:: DATA ENTRIES

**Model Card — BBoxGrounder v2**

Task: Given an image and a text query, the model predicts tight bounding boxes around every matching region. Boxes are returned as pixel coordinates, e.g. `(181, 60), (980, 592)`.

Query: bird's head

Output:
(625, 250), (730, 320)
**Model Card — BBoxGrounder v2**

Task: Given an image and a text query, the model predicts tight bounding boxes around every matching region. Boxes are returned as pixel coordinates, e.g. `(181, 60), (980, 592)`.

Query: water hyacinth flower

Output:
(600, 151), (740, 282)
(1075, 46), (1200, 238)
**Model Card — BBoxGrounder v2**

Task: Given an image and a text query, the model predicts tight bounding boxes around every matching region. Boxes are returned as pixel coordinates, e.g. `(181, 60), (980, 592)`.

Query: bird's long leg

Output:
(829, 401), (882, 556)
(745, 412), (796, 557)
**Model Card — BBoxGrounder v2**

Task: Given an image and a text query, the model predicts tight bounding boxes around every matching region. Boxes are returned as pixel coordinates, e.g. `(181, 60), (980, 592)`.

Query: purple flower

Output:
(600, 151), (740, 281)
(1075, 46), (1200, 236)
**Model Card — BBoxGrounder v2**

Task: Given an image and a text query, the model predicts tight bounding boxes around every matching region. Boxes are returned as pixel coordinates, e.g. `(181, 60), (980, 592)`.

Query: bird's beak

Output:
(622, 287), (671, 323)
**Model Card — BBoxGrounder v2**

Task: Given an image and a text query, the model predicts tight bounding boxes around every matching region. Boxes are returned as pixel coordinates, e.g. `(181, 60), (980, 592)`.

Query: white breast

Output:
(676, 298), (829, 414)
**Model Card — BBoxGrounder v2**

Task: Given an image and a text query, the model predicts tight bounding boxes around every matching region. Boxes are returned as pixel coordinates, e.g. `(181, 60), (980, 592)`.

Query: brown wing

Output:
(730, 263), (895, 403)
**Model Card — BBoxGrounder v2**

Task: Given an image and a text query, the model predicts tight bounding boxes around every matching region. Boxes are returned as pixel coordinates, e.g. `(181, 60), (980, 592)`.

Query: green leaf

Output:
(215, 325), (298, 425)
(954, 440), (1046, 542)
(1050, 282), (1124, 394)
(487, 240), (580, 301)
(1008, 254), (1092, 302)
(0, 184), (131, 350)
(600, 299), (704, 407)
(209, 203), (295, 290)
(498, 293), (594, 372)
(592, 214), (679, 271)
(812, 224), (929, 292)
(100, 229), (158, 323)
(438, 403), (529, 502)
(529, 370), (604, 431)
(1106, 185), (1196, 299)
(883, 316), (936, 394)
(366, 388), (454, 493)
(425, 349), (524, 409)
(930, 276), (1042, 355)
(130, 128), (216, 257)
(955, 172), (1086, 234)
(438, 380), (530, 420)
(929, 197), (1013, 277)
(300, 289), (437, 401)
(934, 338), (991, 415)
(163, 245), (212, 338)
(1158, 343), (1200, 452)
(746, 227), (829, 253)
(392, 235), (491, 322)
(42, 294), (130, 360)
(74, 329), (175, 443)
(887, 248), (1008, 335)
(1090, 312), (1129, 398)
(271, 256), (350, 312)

::::

* _PROBLEM REQUIREMENTS_
Copy the lines from the start of the rows through the line containing "(745, 412), (796, 557)", replacing "Output" with "Result" and leaving everything else unchanged.

* _ANSWER_
**Model Card — BBoxGrounder v2**

Task: Given an image and a text query, the model predicts tight bounding boxes around every matching region. Boxes are returned as pixel coordinates, e.g. `(181, 60), (980, 592)`.

Query: bird's head

Result:
(625, 250), (730, 320)
**Model Card — BBoxGrounder v2**

Task: Given an image and a text query, the model predicts tight bounding boxes around every matching region. Boxes are returned as pixel coordinates, e.g. `(181, 60), (980, 592)`.

Query: water hyacinth flower

Result:
(600, 151), (740, 282)
(1075, 46), (1200, 238)
**Model Card — BBoxGrounder v2**

Task: Given an image and a text query, the model predicts tight bounding boxes around every matching region. Boxes are returned as pixel coordinates, e.g. `(181, 60), (980, 592)`.

Query: bird's long leg

Result:
(829, 401), (882, 556)
(745, 412), (796, 557)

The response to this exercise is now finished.